◆ WHAT TO PRODUCE
Output only the entries, exactly as given, without the pictures.

(Annotated photo localization data)
++++++++++
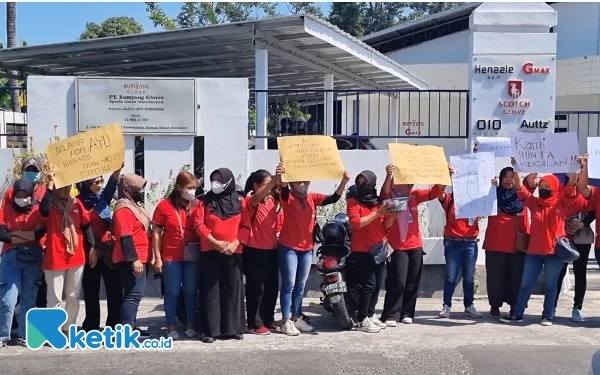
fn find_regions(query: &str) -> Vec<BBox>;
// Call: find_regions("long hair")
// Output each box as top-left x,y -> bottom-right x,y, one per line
168,171 -> 198,206
244,169 -> 271,195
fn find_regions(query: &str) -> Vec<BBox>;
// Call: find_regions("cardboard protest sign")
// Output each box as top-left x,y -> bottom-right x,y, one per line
277,135 -> 344,182
46,123 -> 125,188
388,143 -> 451,185
510,131 -> 579,173
474,137 -> 511,157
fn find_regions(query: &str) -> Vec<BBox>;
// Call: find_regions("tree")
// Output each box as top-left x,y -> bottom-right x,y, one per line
79,16 -> 144,40
287,2 -> 323,18
327,3 -> 364,37
146,2 -> 278,29
406,2 -> 463,20
6,2 -> 19,112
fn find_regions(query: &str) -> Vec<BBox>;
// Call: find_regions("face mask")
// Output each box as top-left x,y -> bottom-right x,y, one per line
130,191 -> 145,204
294,183 -> 308,194
539,188 -> 553,199
181,188 -> 196,201
211,178 -> 232,195
23,171 -> 40,183
14,197 -> 31,208
356,183 -> 370,196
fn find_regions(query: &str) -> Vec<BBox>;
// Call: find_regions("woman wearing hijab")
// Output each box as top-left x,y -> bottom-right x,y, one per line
77,164 -> 123,332
0,179 -> 46,347
243,169 -> 282,335
276,163 -> 350,336
500,159 -> 579,326
437,166 -> 482,319
481,167 -> 529,318
194,167 -> 251,343
346,170 -> 396,333
112,173 -> 151,331
40,171 -> 97,333
379,164 -> 444,326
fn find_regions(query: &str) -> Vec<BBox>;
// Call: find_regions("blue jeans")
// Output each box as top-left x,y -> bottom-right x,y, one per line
278,245 -> 313,320
514,253 -> 564,319
443,239 -> 478,308
0,247 -> 43,340
162,261 -> 199,326
118,263 -> 147,327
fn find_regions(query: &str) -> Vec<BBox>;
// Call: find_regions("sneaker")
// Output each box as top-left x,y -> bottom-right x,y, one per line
167,331 -> 179,340
439,305 -> 451,318
540,317 -> 552,326
294,317 -> 314,332
357,318 -> 381,333
489,307 -> 501,318
0,341 -> 7,348
385,320 -> 397,327
268,323 -> 281,332
136,329 -> 151,340
369,317 -> 387,329
251,326 -> 270,335
185,329 -> 198,339
300,313 -> 311,322
401,317 -> 413,324
572,308 -> 584,323
15,337 -> 26,347
281,320 -> 300,336
499,315 -> 523,323
465,305 -> 482,318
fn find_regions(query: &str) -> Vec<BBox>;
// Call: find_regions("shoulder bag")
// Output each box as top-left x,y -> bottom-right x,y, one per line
370,239 -> 393,265
555,236 -> 580,262
574,227 -> 595,245
174,204 -> 200,262
511,216 -> 530,252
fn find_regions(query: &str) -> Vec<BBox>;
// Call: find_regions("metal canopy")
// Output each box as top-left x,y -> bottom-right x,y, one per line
0,14 -> 428,91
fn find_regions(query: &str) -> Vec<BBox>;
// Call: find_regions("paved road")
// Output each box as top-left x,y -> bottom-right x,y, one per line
1,296 -> 599,375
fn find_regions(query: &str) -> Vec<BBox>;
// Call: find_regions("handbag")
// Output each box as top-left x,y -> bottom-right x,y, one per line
174,205 -> 200,262
573,227 -> 595,245
369,239 -> 394,265
512,216 -> 530,252
96,239 -> 116,269
555,236 -> 580,262
15,243 -> 43,264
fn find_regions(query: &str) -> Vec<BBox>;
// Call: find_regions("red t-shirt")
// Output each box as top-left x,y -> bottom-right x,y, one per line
440,193 -> 479,238
483,210 -> 530,253
246,196 -> 279,250
347,198 -> 387,253
194,198 -> 251,254
152,199 -> 200,262
0,204 -> 46,254
517,184 -> 576,255
382,186 -> 442,250
112,207 -> 151,264
2,184 -> 47,207
43,199 -> 90,271
278,192 -> 326,251
88,209 -> 112,244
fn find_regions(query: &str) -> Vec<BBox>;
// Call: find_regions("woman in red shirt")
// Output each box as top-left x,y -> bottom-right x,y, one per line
379,164 -> 444,327
277,163 -> 350,336
500,161 -> 579,326
437,166 -> 482,320
482,167 -> 529,318
243,169 -> 282,335
0,179 -> 46,347
194,167 -> 251,343
112,174 -> 151,329
40,172 -> 97,333
346,170 -> 394,333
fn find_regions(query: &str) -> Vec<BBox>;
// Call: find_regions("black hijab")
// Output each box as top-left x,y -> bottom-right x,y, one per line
496,167 -> 524,215
355,170 -> 381,208
12,178 -> 35,214
203,168 -> 242,220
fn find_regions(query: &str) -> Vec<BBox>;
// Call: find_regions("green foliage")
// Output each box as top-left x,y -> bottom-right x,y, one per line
79,16 -> 144,40
249,100 -> 312,134
144,163 -> 192,213
286,2 -> 324,18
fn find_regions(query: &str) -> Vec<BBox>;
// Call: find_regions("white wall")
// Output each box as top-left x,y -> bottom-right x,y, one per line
388,30 -> 470,65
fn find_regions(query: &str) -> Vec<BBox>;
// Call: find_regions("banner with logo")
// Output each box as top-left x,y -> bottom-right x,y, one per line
470,55 -> 556,139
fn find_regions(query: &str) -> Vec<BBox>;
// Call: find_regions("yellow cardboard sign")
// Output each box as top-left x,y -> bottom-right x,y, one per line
46,123 -> 125,188
388,143 -> 451,185
277,135 -> 344,182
++++++++++
◆ RESPONSE TO THIS TASK
fn find_regions(query: &str) -> Vec<BBox>;
// Call: find_regions("long hair")
// Output each box as top-left x,y -> bottom-right x,y, one per line
168,171 -> 198,206
244,169 -> 271,195
fn find_regions(query: &str) -> Vec<BBox>;
// Call: find_regions("cardboard protest sign")
// Output each box as top-left x,y -> bottom-right x,y, one per line
277,135 -> 344,182
46,123 -> 125,188
388,143 -> 451,185
510,131 -> 579,173
474,137 -> 511,157
fn find_regions(query: &str) -> Vec<BBox>;
// Call: find_regions("tree")
// Output each box as top-left x,y -> bottom-right x,y, one per line
79,16 -> 144,40
287,2 -> 323,18
327,3 -> 364,37
146,2 -> 278,29
406,2 -> 463,20
6,2 -> 19,112
fn find_regions(query: &str) -> Vec<BBox>;
// Call: find_regions("face mask")
// Output each box as top-left x,y -> bottom-right x,y, one per line
130,191 -> 145,204
294,183 -> 308,194
539,188 -> 553,199
181,188 -> 196,201
211,178 -> 232,195
23,171 -> 40,183
14,197 -> 31,208
356,183 -> 370,196
fn find_regions(query: &str) -> Vec<BBox>;
// Call: find_regions("woman wearing hijab")
// Output each box as top-left x,y -> bottom-right x,y, one per line
77,164 -> 123,332
0,179 -> 46,347
243,169 -> 282,335
276,163 -> 350,336
500,159 -> 579,326
437,166 -> 482,319
481,167 -> 529,318
194,167 -> 251,343
346,170 -> 396,333
112,173 -> 151,331
40,171 -> 97,333
379,164 -> 444,326
fn find_regions(query: &str) -> Vec<BBox>;
// Call: find_regions("blue jeans")
// Output each box as top-left x,y -> bottom-right x,y, one per line
278,245 -> 313,320
514,253 -> 564,319
443,239 -> 478,308
0,247 -> 43,340
162,261 -> 199,326
118,263 -> 147,327
fn find_regions(query: &str) -> Vec<BBox>;
// Call: find_regions("sneaker")
// Output each box as top-left x,y -> bottom-right x,y, one per line
167,331 -> 179,340
439,305 -> 451,318
540,317 -> 552,326
294,317 -> 314,332
357,318 -> 381,333
489,307 -> 501,318
0,341 -> 7,348
385,320 -> 397,327
268,323 -> 281,332
136,329 -> 151,340
369,317 -> 387,329
251,326 -> 270,335
185,329 -> 198,339
300,313 -> 311,322
401,317 -> 413,324
572,308 -> 584,323
15,337 -> 26,347
281,320 -> 300,336
499,315 -> 523,323
465,305 -> 482,318
fn find_regions(query: &str) -> Vec<BBox>;
// Call: find_regions("shoulder bag")
// Output each box as top-left x,y -> bottom-right x,y, one per line
370,239 -> 393,265
555,236 -> 580,262
574,227 -> 595,245
174,204 -> 200,262
511,216 -> 530,252
fn find_regions(query: &str) -> Vec<BBox>;
// Call: find_regions("metal canopy")
// Output each box as top-left x,y -> bottom-right x,y, one per line
0,14 -> 428,91
fn find_regions(query: &str) -> Vec<BBox>;
// Call: find_regions("paved road")
// Output each box as top-left x,y -> bottom-right x,y, one per line
1,296 -> 599,375
fn find_regions(query: &str) -> Vec<BBox>;
// Call: find_regions("handbag")
// Output each box as top-left x,y -> bottom-right x,y, one per line
174,205 -> 200,262
573,227 -> 595,245
369,239 -> 394,265
512,216 -> 530,252
96,239 -> 116,269
555,236 -> 580,262
15,243 -> 43,264
fn find_regions(query: &str) -> Vec<BBox>;
// Call: find_regions("red t-shirt")
// Output each box as top-left x,y -> bottom-right x,y, one per line
440,193 -> 479,238
483,210 -> 530,253
246,196 -> 279,250
347,198 -> 387,253
194,198 -> 251,254
152,199 -> 200,262
0,204 -> 46,254
517,184 -> 576,255
382,186 -> 442,250
112,207 -> 151,264
2,184 -> 47,207
43,199 -> 90,271
278,192 -> 326,251
88,209 -> 112,244
fn find_regions(query: &str) -> Vec<BBox>;
// Call: find_regions("woman in red shirt")
// Output each box as top-left x,y -> bottom-right x,y, one per line
379,164 -> 444,327
277,163 -> 350,336
500,161 -> 579,326
437,166 -> 482,320
482,167 -> 529,318
243,169 -> 282,335
0,179 -> 46,347
194,167 -> 251,343
112,174 -> 151,329
40,172 -> 97,333
346,170 -> 394,333
fn find_regions(query: &str) -> Vec<BBox>;
// Call: find_regions("black hijab")
// Output each box as top-left x,y -> bottom-right x,y, one per line
496,167 -> 524,215
355,170 -> 381,208
12,178 -> 35,214
203,168 -> 242,220
fn find_regions(query: &str) -> Vec<BBox>;
// Call: find_regions("green foliage")
// Output each box as top-left x,y -> bottom-right x,y, one per line
79,16 -> 144,40
249,100 -> 312,134
144,163 -> 192,213
286,2 -> 324,18
fn find_regions(query: &str) -> Vec<BBox>;
// Call: find_regions("white wall")
// Output each box as top-left x,y -> bottom-right x,y, one per line
388,30 -> 470,65
fn find_regions(query: &str) -> Vec<BBox>;
// Call: find_regions("banner with logo")
// Output each box as top-left x,y -> bottom-right x,y, one per line
470,55 -> 556,139
fn find_regions(query: &str) -> Vec<BBox>;
// Call: find_regions("yellow cardboard sign")
// Output each box as top-left x,y -> bottom-right x,y, one per line
46,123 -> 125,188
388,143 -> 451,185
277,135 -> 344,182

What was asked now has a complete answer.